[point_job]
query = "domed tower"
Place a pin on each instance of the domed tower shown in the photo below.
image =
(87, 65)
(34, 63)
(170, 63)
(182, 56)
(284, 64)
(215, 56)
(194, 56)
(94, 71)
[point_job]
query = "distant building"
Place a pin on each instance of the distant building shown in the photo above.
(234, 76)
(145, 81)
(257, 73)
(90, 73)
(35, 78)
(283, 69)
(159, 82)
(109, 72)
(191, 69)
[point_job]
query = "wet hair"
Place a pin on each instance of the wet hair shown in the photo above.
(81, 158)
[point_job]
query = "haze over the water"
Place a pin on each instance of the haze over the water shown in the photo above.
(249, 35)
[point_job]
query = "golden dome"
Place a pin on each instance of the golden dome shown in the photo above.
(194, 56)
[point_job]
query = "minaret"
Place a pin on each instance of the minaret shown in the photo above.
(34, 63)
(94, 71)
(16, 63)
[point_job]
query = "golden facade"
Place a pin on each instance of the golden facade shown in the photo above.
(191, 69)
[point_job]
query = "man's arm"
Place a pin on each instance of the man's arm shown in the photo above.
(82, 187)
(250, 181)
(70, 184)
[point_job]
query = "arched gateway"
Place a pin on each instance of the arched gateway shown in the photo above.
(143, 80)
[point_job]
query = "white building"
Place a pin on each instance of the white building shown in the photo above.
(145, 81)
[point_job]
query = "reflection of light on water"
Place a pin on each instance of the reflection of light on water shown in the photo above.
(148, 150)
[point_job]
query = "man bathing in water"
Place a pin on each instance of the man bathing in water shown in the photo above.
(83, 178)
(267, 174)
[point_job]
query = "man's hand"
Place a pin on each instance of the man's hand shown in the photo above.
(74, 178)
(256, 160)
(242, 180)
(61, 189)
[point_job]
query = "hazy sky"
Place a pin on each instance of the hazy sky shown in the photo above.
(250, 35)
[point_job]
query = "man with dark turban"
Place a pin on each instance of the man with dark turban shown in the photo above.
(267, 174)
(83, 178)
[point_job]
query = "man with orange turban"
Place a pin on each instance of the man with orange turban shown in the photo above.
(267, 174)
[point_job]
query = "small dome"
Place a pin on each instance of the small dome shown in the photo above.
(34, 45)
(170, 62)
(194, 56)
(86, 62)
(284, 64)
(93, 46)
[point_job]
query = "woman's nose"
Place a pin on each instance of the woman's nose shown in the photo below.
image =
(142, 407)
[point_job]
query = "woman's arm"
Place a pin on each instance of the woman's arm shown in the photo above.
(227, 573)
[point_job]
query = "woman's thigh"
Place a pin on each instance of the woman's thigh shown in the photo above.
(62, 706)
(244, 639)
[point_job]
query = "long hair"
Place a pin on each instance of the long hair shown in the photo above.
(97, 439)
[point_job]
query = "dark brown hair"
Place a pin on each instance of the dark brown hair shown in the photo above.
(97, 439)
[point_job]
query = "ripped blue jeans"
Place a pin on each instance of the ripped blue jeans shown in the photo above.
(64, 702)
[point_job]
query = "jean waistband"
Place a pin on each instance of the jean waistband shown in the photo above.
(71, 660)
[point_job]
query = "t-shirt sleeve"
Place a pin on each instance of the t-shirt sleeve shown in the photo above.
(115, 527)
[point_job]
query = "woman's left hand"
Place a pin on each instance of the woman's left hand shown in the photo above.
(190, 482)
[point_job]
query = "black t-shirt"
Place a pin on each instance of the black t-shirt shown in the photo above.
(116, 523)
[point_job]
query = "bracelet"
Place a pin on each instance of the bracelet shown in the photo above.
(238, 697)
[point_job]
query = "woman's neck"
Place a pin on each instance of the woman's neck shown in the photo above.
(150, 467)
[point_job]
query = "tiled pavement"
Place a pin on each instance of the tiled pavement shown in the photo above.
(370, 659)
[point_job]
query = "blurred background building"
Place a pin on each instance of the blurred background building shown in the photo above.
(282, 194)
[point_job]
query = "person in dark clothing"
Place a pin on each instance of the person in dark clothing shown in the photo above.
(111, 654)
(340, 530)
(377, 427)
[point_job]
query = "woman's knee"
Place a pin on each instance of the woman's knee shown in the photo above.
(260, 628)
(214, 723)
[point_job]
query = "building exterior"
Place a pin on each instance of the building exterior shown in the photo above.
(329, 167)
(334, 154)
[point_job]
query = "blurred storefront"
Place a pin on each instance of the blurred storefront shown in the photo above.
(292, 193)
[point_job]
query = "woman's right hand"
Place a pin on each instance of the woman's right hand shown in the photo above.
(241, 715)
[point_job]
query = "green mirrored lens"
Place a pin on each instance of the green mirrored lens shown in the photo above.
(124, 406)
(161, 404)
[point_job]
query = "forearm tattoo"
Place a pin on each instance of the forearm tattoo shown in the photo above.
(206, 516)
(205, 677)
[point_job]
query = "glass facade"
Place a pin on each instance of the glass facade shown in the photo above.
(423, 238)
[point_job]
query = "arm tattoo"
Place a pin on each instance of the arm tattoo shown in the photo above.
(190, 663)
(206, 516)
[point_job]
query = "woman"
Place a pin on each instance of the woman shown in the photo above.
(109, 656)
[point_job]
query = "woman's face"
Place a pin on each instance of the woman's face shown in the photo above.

Task goal:
Transcribe the whole listing with every word preserved.

Task response:
[point_job]
query = "domed tower"
Place a pin on each instance of the domed tower shown in the photo below.
image =
(87, 65)
(34, 63)
(170, 63)
(182, 56)
(284, 64)
(215, 56)
(194, 56)
(94, 71)
[point_job]
query = "distant building"
Place a pin on each instance of the distant building shown in the photo above.
(234, 76)
(145, 81)
(257, 73)
(90, 73)
(35, 78)
(283, 69)
(159, 82)
(109, 72)
(191, 69)
[point_job]
query = "wet hair"
Place a pin on each instance of the wet hair shown in the photo above.
(81, 158)
[point_job]
query = "haze over the water"
Place a pin on each instance of the haze over the water shown in the photo above.
(249, 35)
[point_job]
query = "golden dome"
Place a pin on each instance of the golden dome shown in the photo above.
(194, 56)
[point_job]
query = "minaret"
Place a pin on each instance of the minaret shown in the photo above.
(34, 63)
(94, 71)
(16, 63)
[point_job]
query = "golden facade"
Place a pin on each instance of the golden facade shown in the photo above.
(191, 69)
[point_job]
query = "man's arm"
Place a pin on each instance of the man's arm shown in the photo above.
(82, 187)
(250, 181)
(70, 184)
[point_job]
query = "arched gateway"
Place a pin on each instance of the arched gateway shown in the photo above.
(143, 80)
[point_job]
query = "white building"
Place a pin on each instance of the white building shown in the photo above.
(145, 81)
[point_job]
query = "reflection of light on water"
Place a pin on each instance of the reflection of light on water shown in the photo above.
(148, 150)
[point_job]
query = "man bathing in water"
Place a pin on each instance of the man bathing in water shown in the photo above.
(83, 178)
(267, 174)
[point_job]
query = "man's hand"
Place a pin on each instance of the man's hand shown in the photo above.
(74, 178)
(256, 160)
(242, 180)
(61, 189)
[point_job]
query = "hazy sky"
Place a pin on each instance of the hazy sky shown in the photo above.
(250, 35)
[point_job]
query = "man with dark turban"
Place a pin on each instance of the man with dark turban shown in the photo above.
(267, 174)
(83, 178)
[point_job]
query = "man with orange turban"
Place a pin on each instance of the man with orange turban shown in the photo above.
(267, 174)
[point_job]
query = "small dome"
Place a pin on each instance of the small dome shown in the photo above.
(34, 45)
(170, 62)
(194, 56)
(86, 62)
(284, 64)
(93, 46)
[point_job]
query = "woman's nose"
Place a pin on each instance of the woman's nose shown in the photo below.
image =
(142, 407)
[point_job]
query = "woman's arm"
Place a pin on each instance of the woman's arm shown in the photo above.
(227, 573)
[point_job]
query = "woman's thigh"
Place a pin on each instance of the woman's thigh shown in the photo above.
(62, 706)
(244, 639)
[point_job]
query = "long hair"
Place a pin on each instance of the long hair shown in the photo above.
(97, 439)
[point_job]
query = "dark brown hair"
Place a pin on each instance of the dark brown hair shown in the photo above.
(97, 439)
[point_job]
query = "ripped blue jeans"
Place a pin on each instance of the ripped blue jeans shown in the photo above.
(64, 702)
[point_job]
query = "jean waistband"
Place a pin on each instance of the jean waistband shown in the photo above.
(71, 660)
[point_job]
query = "t-shirt sleeve"
Place a pin on each instance of the t-shirt sleeve shown in the photo above.
(115, 527)
[point_job]
query = "woman's left hand"
Place a pin on each instance of the woman's left hand shown in the photo above.
(190, 482)
[point_job]
query = "black t-shirt"
Place a pin on each instance of the black t-shirt shown in the photo above.
(116, 523)
[point_job]
query = "bracelet"
Place a pin on each instance of the bracelet shown in the photo above.
(238, 697)
[point_job]
query = "woman's neck"
Place a pin on each instance of the woman's neck shown in the photo above.
(150, 467)
[point_job]
query = "tiled pavement"
Place a pin on each instance of the tiled pavement shown in the photo above.
(370, 659)
[point_job]
query = "blurred background building"
Place a pin on each instance of the blurred background building shown in the photo above.
(282, 194)
[point_job]
query = "person in dark clothing"
Place a pin on each instance of the person in dark clothing shown in the photo above.
(111, 654)
(340, 530)
(377, 427)
[point_job]
query = "woman's knee"
Place a pin on each instance of the woman's knee shown in the photo above.
(260, 628)
(214, 723)
[point_job]
query = "building exterior"
Place a pin on each instance of the building exterior shown in the photo above.
(329, 167)
(334, 154)
[point_job]
query = "blurred storefront"
Place a pin on each instance of the blurred storefront shown in the photo above.
(292, 193)
[point_job]
query = "woman's right hand"
Place a pin on each instance of the woman's right hand shown in the photo above.
(241, 715)
[point_job]
query = "green mirrored lens"
Place a pin on each instance of the green mirrored lens shown in the photo above.
(124, 406)
(161, 404)
[point_job]
query = "forearm tattoo"
Place a pin on each instance of the forearm tattoo shown in the photo above.
(206, 516)
(205, 677)
[point_job]
query = "glass facade"
Place a pin on each instance of the glass facade shown in the photo above.
(423, 238)
[point_job]
query = "arm tattoo"
Place a pin on each instance of the arm tattoo shown in the photo above.
(190, 663)
(206, 516)
[point_job]
query = "woman"
Place a pin on each instance of the woman shown in the photo above.
(109, 656)
[point_job]
query = "woman's face"
Place a pin on each instance of the woman's face shown in the photo above.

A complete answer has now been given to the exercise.